== Entries provided ==

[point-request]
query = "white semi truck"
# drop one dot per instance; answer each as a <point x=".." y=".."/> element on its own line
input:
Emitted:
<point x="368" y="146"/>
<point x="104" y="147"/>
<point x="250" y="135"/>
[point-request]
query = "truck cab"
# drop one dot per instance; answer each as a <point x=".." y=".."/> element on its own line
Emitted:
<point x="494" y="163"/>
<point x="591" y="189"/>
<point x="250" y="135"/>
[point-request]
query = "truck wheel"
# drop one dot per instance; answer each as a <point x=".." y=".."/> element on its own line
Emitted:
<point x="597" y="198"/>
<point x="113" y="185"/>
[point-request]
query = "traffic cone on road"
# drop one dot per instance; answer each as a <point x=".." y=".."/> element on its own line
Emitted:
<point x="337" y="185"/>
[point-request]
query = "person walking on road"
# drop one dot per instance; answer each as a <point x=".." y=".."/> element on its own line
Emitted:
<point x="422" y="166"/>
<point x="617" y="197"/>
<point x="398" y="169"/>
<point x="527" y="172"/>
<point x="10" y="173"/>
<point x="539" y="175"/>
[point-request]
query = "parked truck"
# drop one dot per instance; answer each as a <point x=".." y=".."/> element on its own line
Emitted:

---

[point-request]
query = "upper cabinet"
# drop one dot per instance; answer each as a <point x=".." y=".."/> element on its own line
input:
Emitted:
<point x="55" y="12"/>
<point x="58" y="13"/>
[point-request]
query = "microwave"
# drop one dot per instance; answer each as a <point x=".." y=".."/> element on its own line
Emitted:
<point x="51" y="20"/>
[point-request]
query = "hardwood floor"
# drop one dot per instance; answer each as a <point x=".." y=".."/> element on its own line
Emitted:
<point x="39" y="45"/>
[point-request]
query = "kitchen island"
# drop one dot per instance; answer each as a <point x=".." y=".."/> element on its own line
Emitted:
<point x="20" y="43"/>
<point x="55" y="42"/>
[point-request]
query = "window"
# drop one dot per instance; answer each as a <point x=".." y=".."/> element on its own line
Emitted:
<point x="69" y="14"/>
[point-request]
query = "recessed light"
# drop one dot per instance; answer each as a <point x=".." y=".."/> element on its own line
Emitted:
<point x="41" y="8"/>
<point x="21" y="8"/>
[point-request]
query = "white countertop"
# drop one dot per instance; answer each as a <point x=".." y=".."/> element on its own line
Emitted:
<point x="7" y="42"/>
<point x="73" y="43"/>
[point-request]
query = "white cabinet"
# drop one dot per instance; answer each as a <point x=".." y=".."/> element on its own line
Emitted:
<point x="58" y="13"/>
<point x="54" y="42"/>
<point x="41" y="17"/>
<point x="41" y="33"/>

---

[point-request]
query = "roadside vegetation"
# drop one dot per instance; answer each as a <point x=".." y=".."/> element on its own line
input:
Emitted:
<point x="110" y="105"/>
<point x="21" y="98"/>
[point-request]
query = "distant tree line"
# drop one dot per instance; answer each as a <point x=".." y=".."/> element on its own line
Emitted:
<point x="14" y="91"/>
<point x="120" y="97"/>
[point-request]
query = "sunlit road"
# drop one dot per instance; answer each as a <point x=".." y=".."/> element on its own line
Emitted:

== What the task requires ==
When a line in the records above contains the word "truck", copy it.

== Solution for this exercise ==
query = "white semi truck"
query = "truck cab"
query = "truck wheel"
query = "parked truck"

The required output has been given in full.